■ Exercise objective:
Scan the material below for every line with the string "flame", and copy those lines.

■ Input for this task:
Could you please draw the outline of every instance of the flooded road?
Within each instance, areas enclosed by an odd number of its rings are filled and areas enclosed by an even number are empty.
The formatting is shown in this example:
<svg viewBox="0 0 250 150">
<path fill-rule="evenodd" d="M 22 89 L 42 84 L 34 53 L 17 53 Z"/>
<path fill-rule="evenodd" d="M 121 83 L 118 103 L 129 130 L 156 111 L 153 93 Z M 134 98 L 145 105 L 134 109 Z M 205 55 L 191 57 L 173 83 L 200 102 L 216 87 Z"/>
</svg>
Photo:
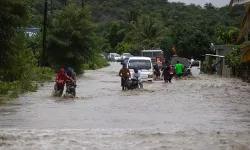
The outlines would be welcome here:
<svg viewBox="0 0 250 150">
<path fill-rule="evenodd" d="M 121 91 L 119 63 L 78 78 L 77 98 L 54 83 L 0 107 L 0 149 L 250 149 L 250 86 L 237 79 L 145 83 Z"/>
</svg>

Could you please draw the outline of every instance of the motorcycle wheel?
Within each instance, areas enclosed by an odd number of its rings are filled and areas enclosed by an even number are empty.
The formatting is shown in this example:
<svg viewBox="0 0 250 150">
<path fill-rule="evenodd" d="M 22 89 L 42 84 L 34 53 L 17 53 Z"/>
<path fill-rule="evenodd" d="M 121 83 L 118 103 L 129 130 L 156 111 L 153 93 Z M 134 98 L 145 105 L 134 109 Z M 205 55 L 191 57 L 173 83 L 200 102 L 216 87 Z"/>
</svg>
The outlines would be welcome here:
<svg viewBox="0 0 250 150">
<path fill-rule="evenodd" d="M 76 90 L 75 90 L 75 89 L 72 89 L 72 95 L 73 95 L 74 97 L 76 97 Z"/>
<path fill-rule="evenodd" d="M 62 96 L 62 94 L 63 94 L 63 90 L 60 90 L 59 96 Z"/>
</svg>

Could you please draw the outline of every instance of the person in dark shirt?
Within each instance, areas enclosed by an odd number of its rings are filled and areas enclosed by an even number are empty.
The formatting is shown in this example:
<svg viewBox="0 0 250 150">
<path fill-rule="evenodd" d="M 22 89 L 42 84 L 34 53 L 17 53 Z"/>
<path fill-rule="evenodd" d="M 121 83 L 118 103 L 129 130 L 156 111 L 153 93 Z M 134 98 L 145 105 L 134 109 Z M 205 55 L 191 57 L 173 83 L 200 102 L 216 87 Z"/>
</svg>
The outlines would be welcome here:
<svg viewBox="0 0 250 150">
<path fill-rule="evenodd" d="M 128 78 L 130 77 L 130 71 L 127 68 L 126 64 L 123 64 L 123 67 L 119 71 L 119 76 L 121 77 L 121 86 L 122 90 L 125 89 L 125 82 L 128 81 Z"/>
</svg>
==
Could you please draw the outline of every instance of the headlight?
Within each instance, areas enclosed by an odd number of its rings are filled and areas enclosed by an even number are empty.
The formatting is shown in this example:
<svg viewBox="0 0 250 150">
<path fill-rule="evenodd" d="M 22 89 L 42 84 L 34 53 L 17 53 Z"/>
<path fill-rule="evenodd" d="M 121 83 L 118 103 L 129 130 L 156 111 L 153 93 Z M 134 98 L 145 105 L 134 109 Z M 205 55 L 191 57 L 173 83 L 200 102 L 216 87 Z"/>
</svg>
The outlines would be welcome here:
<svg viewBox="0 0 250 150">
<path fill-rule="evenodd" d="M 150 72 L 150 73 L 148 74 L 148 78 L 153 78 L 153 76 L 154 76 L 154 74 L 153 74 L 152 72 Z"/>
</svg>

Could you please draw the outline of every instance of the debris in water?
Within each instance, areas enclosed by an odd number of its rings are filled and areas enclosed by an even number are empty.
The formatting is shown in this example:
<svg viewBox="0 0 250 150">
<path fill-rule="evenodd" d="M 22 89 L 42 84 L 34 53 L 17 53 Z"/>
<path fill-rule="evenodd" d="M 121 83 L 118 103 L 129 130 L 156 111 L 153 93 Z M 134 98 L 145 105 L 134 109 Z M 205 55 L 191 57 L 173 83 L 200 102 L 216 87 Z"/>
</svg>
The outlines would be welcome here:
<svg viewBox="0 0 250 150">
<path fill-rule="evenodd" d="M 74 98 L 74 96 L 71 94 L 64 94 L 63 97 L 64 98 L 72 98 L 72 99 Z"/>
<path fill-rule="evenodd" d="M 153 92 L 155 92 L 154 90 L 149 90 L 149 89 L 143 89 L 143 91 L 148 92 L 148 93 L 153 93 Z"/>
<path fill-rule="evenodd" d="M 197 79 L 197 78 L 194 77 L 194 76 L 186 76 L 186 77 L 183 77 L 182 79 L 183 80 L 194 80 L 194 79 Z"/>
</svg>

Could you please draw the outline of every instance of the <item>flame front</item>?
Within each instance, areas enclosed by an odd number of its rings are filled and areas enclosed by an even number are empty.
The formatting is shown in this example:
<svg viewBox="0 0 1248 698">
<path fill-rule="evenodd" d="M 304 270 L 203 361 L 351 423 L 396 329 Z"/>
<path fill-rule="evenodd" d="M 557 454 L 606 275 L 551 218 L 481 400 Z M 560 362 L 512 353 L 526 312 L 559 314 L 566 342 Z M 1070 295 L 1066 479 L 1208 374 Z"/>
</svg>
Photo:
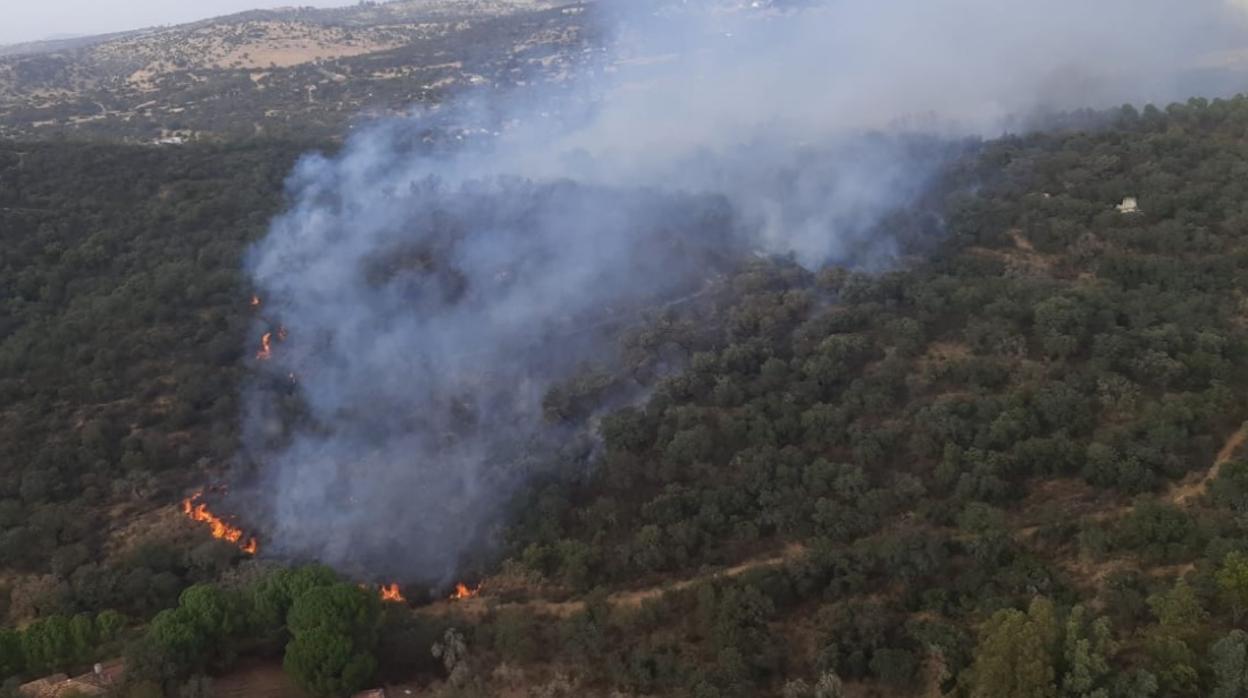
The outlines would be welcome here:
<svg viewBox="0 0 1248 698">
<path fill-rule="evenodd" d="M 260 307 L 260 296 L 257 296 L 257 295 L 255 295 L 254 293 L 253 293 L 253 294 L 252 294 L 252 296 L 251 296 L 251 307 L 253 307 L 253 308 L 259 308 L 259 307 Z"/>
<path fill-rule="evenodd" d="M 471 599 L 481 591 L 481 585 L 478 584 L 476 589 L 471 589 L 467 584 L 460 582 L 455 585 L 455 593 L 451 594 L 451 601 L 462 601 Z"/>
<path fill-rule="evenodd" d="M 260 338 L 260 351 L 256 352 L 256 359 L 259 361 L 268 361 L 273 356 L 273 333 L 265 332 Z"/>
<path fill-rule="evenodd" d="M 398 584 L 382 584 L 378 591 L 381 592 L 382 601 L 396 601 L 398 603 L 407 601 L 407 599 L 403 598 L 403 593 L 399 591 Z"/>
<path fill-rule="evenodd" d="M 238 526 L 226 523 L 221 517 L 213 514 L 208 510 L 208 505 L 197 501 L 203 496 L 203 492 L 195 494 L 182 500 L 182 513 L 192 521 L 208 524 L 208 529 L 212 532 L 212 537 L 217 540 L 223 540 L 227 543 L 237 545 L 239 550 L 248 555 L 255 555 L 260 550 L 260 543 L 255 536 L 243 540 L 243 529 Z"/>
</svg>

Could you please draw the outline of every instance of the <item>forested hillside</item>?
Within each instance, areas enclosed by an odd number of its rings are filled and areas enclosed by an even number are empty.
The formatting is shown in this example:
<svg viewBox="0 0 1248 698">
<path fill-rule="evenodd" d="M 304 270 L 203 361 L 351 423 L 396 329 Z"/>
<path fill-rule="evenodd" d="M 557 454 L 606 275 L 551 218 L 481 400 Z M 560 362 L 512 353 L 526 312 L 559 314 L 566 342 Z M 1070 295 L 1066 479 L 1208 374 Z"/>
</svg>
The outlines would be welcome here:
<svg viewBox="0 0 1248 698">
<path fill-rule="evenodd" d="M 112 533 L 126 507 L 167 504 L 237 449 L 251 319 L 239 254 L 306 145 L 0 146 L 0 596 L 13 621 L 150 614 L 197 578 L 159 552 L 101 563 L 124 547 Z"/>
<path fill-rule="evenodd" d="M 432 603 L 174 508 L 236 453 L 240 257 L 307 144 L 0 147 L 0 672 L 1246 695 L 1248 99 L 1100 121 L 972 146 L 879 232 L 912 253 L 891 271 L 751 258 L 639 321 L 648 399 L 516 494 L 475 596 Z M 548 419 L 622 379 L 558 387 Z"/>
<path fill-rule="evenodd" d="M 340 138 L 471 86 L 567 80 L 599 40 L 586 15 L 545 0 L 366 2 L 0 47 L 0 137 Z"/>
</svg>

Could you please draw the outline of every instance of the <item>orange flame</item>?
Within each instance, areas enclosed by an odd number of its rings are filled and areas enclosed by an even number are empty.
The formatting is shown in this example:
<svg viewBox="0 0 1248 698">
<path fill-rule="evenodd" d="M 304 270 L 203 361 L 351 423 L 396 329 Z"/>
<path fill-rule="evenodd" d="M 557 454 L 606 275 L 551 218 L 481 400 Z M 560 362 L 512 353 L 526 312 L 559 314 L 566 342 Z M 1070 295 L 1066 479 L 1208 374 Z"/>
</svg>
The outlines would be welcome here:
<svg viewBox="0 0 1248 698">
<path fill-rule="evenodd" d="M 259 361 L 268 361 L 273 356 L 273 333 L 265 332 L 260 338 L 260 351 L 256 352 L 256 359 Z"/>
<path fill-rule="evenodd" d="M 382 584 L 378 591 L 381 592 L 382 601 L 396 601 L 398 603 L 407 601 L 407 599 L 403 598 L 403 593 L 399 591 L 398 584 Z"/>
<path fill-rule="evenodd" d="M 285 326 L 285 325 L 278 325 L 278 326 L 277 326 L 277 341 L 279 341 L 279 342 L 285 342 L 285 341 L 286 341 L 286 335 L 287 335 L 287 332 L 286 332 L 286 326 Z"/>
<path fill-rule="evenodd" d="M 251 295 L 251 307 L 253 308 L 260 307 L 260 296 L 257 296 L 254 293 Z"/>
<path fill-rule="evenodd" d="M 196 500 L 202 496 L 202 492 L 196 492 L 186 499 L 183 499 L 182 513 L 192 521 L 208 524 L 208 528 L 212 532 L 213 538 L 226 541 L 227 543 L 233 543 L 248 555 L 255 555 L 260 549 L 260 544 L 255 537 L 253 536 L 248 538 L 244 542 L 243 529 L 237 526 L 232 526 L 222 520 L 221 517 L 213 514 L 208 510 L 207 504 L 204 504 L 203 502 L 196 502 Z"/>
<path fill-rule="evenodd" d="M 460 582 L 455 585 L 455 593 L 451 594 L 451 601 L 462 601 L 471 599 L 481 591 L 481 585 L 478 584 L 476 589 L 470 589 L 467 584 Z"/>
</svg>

■ Your response:
Could you please draw the outline of every instance of the <item>flame front</item>?
Could you please draw the outline of every instance of the <item>orange flame</item>?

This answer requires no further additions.